Compiti da svolgere.
A - Nell'articolo su PLANET 2020, da quale anno Stefano Cecchetto è direttore artistico del Museo del Paesaggio a Torre di Mosto?
B - Trascrivi dall'articolo su PLANET 2020 la parte che si apre con le parole contenenti "In alto  PLANET" e si chiude con "numerosi cataloghi d’arte.".
C - Riprendi l'articolo su PLANET 2020 di Pier Luigi Olivi e proseguilo dopo l'ultima frase riportata.

Brano fornito.
········
Pier Luigi Olivi: Planet 2020 alla BIBiennale di Venezia. L’arte ai tempi della pandemia

| 16 Maggio 2020 | Comments (0)

 

1.La BiBiennale di Venezia presenta PLANET 2020 di Pier Luigi Olivi.  L’arte ai tempi della pandemia

L’opera, tirata in 500 esemplariti e firmati dall’autore sarà distribuita in omaggio nelle librerie di Venezia e Mestre. Il sito della BiBiennale è www.labibiennaledivenezia.com

In alto  PLANET 2020 di Pier Luigi Olivi: il globo terracqueo ai tempi della pandemia. Le immagini che seguono comprendono il testo di Francesca Ruth Brandes e il depliant dell’opera. Seguono  il testo di Stefano Cecchetto e la sua foto.

 

 

 

2. Stefano Cecchetto: PLANET 2020

Stefano Cecchetto, (Venezia 1954). Critico, storico dell’arte e curatore indipendente, collabora con importanti Musei e istituzioni culturali in Italia e all’estero. Dal 1976 al 1986 ha collaborato con La Biennale di Venezia; dal 1998 al 2003 è stato consulente alla Fondazione Bevilacqua La Masa. Dal 2009 è direttore artistico del Museo del Paesaggio a Torre di Mosto (Ve). Dal 2011 è nel comitato scientifico del Lu.C.C.A. Center of Contemporary Art. I suoi scritti sono pubblicati in numerosi cataloghi d’arte.

 

Niente potrà sembrare più lontano dalle preoccupazioni che stiamo vivendo in questi giorni come ad esempio disquisire sulle problematiche dell’arte. Eppure l’arte – la grande arte – ha sempre saputo confrontarsi con la scienza, con l’universo alchemico e con la filosofia che percorre le correnti più attuali del pensiero contemporaneo.

Il tema della sopravvivenza dell’arte attraverso la propria creazione e l’attribuzione all’artista del ruolo di demiurgo sono riscontrabili nelle culture di ogni epoca e latitudine perché l’artista persevera nell’eterno rapporto conflittuale con la natura.

Leonardo da Vinci, nei suoi scritti dichiara: “Il dipintore disputa e gareggia con la natura”, affermazione che sembra ispirarsi al pensiero dei più famosi adepti quando sostengono che l’unico scopo dell’artista è aiutare la natura a portare rapidamente a termine la lentissima evoluzione di una realtà perfetta.

Queste riflessioni, scaturiscono dalla visione dell’intervento realizzato da Pier Luigi Olivi sull’immagine ormai tristemente nota del Covid-19 dove l’artista agisce su uno dei cardini fondamentali del rapporto tra arte e scienza: la prospettiva. Ma la prospettiva non è un dato acquisito: sappiamo da Panofsky che essa può essere considerata come una forma simbolica della visione del mondo, propria di un determinato periodo: l’umanesimo rinascimentale.
········
Dati di puntamento su regioni
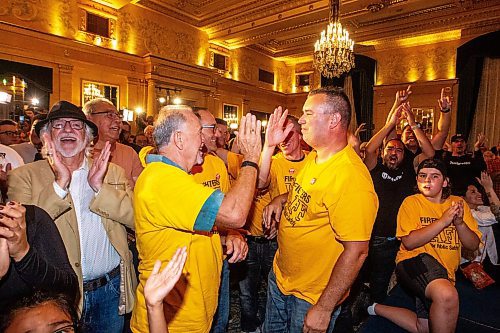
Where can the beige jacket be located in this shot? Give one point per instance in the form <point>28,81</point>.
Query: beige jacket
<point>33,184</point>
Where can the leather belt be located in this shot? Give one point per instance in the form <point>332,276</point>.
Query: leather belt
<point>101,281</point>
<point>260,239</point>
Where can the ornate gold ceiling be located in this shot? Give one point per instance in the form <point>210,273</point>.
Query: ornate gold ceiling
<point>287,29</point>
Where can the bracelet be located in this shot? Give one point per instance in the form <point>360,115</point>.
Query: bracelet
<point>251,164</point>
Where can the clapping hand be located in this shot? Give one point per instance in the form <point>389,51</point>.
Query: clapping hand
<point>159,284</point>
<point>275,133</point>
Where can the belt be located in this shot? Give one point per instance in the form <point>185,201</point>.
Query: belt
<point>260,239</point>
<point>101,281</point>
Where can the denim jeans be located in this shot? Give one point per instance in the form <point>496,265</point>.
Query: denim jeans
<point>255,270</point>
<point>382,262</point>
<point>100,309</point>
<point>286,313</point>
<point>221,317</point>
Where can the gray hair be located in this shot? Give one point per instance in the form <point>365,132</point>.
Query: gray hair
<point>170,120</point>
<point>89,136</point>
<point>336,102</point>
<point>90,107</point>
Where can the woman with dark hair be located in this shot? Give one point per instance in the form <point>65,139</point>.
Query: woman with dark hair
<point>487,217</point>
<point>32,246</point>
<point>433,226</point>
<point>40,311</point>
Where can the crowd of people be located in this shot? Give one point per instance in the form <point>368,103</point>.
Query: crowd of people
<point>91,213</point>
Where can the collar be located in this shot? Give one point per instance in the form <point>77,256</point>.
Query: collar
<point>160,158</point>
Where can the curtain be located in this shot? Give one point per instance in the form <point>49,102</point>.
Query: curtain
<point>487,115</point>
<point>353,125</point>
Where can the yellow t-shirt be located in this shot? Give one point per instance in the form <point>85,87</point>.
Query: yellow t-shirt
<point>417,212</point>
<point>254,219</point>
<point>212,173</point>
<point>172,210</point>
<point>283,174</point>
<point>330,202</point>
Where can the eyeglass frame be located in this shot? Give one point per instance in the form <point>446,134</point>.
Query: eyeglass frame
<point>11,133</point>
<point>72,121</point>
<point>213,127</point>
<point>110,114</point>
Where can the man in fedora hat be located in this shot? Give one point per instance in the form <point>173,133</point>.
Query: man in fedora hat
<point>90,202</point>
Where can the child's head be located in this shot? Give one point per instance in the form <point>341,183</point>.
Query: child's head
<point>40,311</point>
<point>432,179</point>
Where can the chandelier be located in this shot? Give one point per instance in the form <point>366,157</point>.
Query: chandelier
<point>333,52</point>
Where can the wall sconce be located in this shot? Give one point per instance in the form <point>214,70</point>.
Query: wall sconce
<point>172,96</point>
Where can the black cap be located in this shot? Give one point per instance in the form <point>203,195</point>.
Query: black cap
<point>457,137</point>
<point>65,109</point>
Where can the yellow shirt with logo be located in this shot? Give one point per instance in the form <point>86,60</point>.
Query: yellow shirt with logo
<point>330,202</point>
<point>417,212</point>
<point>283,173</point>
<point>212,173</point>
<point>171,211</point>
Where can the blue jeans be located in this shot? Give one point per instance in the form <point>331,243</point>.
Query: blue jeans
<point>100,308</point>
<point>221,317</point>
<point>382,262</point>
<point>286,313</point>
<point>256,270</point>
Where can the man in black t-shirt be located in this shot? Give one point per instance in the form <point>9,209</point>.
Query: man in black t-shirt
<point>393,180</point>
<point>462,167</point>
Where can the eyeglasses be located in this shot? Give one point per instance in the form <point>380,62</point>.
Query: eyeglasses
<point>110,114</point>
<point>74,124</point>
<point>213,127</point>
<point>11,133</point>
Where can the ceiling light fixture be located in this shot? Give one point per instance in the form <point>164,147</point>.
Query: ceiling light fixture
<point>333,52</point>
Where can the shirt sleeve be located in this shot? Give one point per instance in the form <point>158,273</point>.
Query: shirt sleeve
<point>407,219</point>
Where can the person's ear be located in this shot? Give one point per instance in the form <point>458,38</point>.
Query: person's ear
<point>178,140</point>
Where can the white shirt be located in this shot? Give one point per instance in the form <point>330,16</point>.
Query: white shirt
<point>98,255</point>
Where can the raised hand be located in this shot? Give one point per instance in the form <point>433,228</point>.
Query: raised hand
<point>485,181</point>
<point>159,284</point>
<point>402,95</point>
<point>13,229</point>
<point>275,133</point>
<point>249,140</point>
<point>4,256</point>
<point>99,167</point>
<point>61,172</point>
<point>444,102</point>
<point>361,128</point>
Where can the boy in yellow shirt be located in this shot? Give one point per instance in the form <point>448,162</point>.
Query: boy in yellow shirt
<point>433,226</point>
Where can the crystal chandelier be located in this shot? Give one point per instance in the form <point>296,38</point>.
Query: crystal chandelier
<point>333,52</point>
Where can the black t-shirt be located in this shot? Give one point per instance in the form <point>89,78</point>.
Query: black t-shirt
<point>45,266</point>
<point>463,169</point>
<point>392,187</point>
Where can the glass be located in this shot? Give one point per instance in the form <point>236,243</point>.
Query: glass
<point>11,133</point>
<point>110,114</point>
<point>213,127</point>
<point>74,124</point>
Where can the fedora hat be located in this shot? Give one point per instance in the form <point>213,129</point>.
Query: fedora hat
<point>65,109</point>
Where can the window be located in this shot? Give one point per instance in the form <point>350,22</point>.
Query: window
········
Compiti risolti.
A - Dal 2009.

B -
In alto  PLANET 2020 di Pier Luigi Olivi: il globo terracqueo ai tempi della pandemia. Le immagini che seguono comprendono il testo di Francesca Ruth Brandes e il depliant dell’opera. Seguono  il testo di Stefano Cecchetto e la sua foto.

 

 

 

2. Stefano Cecchetto: PLANET 2020

Stefano Cecchetto, (Venezia 1954). Critico, storico dell’arte e curatore indipendente, collabora con importanti Musei e istituzioni culturali in Italia e all’estero. Dal 1976 al 1986 ha collaborato con La Biennale di Venezia; dal 1998 al 2003 è stato consulente alla Fondazione Bevilacqua La Masa. Dal 2009 è direttore artistico del Museo del Paesaggio a Torre di Mosto (Ve). Dal 2011 è nel comitato scientifico del Lu.C.C.A. Center of Contemporary Art. I suoi scritti sono pubblicati in numerosi cataloghi d’arte.

C -
Ecco allora che il nodo più evidente per una corretta lettura del rapporto tra arte e scienza risiede proprio nella visio mundi che si modifica ed evolve storicamente attraverso le differenti epoche.

Questo determina ciò che comunemente definiamo: progresso, e in questa evoluzione l’arte si colloca dentro a una continua ricerca parallela tra forma, materia, colore e spazio. In questa visione complessiva, gli elementi si fondono e si confondono nella misura armonica che comprende simmetrie, canoni aurei, rapporti geometrici e matematici, indispensabili a regolare la corretta composizione dell’opera.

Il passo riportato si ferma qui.